*BRIEF*. Report every line of the records that contains the word "grass".

**** DATA TO USE ****

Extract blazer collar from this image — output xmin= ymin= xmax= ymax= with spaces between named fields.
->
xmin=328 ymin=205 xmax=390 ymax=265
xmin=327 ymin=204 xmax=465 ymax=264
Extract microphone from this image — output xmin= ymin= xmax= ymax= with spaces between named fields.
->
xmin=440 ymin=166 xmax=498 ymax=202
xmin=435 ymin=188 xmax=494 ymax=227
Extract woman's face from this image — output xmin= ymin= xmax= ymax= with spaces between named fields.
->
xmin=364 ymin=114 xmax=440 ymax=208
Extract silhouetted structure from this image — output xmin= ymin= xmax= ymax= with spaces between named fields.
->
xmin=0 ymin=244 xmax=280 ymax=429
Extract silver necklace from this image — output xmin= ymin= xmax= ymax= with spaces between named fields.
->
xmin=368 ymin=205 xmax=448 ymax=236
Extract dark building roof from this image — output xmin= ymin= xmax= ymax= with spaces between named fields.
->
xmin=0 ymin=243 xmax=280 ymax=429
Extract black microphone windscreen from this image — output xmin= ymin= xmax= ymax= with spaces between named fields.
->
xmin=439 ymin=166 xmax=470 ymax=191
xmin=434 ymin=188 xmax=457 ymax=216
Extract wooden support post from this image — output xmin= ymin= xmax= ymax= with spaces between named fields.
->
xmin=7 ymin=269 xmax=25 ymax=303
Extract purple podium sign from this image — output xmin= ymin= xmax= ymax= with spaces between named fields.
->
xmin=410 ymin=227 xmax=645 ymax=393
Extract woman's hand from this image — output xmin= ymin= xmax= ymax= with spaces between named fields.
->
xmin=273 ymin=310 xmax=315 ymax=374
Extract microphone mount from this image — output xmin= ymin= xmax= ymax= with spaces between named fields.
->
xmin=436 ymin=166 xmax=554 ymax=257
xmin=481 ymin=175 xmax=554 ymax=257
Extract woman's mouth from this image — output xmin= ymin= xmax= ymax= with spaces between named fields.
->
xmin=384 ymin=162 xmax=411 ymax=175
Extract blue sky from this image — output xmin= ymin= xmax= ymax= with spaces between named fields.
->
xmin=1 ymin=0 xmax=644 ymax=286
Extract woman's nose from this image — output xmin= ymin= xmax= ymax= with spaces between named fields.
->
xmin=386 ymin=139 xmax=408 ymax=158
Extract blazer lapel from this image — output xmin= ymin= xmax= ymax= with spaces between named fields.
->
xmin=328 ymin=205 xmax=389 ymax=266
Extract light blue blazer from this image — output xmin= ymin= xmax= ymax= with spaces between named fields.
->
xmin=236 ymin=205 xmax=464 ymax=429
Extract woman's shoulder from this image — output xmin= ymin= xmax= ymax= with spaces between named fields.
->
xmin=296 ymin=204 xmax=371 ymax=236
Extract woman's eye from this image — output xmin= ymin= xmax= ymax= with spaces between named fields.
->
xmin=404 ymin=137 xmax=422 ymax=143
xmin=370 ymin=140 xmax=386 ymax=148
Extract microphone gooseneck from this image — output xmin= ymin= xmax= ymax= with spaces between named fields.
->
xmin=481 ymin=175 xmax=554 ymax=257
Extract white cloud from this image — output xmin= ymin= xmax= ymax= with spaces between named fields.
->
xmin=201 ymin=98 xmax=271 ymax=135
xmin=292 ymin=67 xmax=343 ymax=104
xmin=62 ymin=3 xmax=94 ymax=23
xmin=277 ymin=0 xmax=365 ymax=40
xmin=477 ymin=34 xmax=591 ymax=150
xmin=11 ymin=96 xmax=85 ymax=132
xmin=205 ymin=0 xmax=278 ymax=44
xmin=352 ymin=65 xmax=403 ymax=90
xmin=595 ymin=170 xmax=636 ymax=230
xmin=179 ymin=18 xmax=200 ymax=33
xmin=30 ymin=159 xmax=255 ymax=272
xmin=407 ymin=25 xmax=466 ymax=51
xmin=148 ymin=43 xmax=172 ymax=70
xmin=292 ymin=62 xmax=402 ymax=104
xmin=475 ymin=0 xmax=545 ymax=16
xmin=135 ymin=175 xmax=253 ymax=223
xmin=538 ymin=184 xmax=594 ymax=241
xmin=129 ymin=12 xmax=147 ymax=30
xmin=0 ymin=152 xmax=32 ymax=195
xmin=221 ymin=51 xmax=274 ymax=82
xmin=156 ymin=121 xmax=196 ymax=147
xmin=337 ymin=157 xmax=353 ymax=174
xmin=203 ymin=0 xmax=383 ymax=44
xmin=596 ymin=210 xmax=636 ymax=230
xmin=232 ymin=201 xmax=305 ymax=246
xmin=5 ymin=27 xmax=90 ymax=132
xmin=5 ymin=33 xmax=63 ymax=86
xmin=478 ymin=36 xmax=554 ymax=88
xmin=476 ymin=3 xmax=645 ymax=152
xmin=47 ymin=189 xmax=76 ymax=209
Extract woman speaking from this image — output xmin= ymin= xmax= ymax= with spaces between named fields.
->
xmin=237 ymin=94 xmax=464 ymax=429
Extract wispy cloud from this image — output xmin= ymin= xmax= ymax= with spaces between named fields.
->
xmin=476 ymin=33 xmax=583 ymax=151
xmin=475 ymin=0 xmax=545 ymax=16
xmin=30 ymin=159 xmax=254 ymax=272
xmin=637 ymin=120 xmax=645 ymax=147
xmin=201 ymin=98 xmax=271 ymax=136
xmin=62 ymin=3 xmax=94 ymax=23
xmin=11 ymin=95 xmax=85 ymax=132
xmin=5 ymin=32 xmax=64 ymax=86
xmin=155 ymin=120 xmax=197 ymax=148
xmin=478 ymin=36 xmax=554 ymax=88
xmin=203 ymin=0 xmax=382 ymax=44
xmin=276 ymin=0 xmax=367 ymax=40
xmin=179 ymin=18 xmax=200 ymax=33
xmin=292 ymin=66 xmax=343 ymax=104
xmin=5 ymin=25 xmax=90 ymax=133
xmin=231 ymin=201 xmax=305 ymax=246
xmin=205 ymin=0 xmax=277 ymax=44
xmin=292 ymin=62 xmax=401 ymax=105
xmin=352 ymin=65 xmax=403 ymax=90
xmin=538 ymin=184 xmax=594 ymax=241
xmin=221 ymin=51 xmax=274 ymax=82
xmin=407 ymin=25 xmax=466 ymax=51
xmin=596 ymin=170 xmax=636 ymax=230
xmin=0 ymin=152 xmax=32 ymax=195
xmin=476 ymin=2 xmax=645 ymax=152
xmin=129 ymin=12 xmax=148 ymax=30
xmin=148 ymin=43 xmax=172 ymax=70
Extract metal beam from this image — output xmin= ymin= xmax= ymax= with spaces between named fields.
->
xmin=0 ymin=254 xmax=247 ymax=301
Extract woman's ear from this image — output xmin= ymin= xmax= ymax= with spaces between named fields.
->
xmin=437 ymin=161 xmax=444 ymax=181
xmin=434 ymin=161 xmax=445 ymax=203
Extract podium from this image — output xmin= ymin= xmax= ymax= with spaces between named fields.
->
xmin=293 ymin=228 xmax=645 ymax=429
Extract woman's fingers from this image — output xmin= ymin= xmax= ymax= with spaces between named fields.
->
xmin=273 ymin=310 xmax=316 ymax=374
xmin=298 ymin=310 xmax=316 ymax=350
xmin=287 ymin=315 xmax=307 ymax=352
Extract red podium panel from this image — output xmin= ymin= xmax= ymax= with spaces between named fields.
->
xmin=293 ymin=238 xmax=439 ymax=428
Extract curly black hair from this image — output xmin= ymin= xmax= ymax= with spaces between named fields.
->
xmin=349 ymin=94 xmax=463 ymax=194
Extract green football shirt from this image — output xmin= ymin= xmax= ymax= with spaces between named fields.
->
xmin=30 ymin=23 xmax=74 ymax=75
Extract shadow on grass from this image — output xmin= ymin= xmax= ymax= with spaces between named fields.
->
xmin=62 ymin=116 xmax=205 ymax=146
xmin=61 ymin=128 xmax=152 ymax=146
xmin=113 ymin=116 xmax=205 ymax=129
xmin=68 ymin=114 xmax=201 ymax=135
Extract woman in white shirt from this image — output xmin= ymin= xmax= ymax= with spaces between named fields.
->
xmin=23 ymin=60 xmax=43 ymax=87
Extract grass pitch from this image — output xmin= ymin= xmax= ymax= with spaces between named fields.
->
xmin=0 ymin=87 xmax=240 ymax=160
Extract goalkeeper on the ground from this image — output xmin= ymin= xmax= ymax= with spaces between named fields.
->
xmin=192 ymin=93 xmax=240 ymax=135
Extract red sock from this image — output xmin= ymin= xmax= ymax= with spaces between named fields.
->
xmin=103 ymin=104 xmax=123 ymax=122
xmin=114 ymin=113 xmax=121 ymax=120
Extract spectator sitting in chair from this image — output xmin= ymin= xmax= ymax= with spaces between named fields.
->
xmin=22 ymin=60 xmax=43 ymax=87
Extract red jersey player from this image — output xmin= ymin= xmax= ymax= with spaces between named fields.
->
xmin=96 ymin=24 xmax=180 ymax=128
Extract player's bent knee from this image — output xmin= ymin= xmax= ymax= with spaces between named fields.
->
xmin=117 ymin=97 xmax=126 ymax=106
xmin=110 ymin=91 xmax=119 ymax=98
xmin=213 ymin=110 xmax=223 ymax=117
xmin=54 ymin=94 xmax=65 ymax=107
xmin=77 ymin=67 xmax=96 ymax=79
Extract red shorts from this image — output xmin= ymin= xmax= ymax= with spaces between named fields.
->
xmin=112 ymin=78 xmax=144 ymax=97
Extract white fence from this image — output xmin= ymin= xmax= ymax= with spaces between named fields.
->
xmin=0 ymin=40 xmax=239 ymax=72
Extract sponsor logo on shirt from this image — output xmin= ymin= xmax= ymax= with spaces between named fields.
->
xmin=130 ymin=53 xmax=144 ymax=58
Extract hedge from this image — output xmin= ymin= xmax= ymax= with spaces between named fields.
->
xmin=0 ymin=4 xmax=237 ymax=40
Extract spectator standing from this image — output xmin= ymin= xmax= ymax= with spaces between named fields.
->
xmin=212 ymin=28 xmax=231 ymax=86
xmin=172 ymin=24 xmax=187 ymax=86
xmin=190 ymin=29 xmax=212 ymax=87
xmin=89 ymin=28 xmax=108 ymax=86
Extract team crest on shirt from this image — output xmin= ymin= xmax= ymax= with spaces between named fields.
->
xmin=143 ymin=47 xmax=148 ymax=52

****

*RESPONSE TO THE TASK*.
Extract shadow on grass from this image — output xmin= ymin= xmax= ymax= with spaces between named fields.
Extract grass pitch from this image — output xmin= ymin= xmax= ymax= with spaces between named fields.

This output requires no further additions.